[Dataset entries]
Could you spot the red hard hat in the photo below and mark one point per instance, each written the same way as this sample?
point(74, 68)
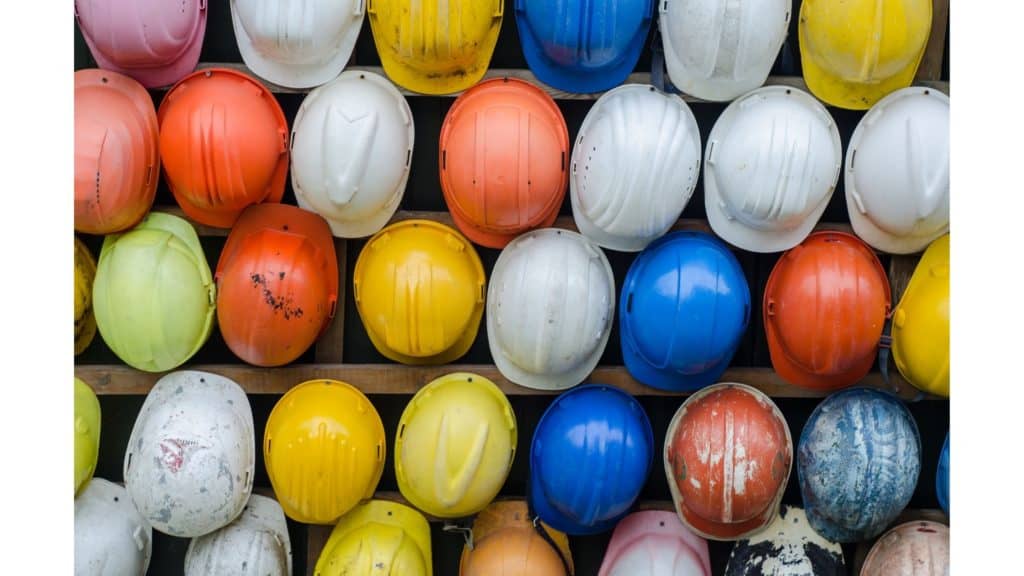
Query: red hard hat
point(504, 149)
point(824, 307)
point(117, 163)
point(223, 139)
point(276, 283)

REQUIREMENTS: Copy every line of the records above verbatim, leaving out the picture.

RESULT OF THE EXERCISE:
Could you spot the red hard hat in the photo below and mark one point per instance, each written the same way as this sample?
point(74, 68)
Query: red hard hat
point(504, 149)
point(824, 307)
point(117, 163)
point(223, 139)
point(276, 283)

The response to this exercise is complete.